◆ **Job**:
Pick out every line in the rows below that contains the word "person" with matching case, and copy each of those lines.

◆ **Given information**:
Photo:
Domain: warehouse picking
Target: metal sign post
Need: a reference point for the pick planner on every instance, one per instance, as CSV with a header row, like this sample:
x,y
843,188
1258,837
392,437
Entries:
---
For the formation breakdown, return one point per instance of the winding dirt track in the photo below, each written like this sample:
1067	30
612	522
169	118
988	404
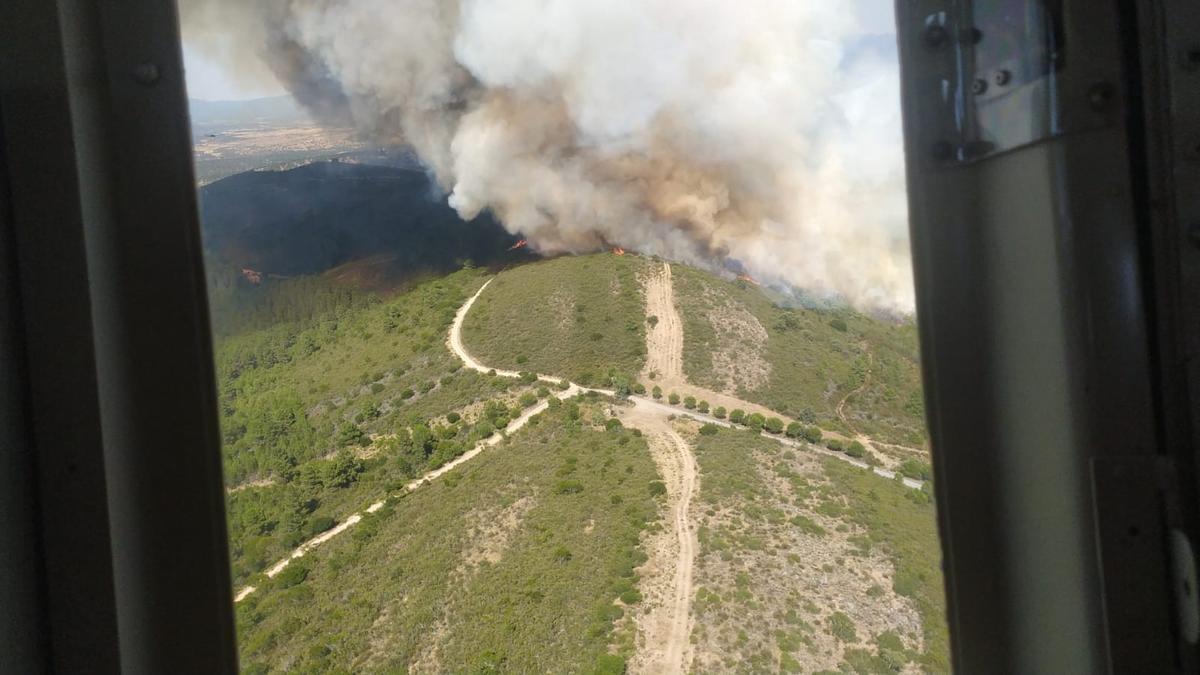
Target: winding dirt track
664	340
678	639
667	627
...
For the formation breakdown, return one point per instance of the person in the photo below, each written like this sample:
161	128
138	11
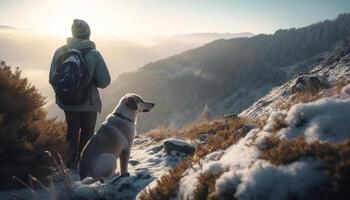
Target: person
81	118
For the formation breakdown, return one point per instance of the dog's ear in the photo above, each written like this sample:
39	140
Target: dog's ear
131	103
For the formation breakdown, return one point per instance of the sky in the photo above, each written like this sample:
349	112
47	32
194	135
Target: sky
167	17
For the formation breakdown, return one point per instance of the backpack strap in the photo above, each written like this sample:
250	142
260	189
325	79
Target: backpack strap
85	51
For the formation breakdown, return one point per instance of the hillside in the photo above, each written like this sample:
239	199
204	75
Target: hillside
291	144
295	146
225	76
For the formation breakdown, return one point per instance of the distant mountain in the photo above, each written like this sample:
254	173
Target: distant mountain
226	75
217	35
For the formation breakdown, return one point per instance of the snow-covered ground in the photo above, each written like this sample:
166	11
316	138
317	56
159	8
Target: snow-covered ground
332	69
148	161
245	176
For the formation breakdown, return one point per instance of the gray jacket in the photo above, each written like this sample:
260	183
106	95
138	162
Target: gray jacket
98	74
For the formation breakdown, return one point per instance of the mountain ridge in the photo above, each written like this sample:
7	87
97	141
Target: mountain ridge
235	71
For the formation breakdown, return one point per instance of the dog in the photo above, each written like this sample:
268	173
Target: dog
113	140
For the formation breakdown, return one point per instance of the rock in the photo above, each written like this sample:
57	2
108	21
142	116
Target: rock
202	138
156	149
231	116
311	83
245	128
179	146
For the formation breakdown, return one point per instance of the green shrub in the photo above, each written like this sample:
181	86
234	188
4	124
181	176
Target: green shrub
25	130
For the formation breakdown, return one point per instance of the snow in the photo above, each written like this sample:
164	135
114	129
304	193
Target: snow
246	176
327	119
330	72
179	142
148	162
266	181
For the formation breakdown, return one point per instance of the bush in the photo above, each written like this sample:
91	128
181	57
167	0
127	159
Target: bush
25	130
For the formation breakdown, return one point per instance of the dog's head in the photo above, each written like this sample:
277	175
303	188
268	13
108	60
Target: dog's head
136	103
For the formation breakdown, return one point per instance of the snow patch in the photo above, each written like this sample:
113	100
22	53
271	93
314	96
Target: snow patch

◆ **Output for this exercise**:
For the formation breakdown, return one point per instance of the person in the photo below, each written like this sample:
Target: person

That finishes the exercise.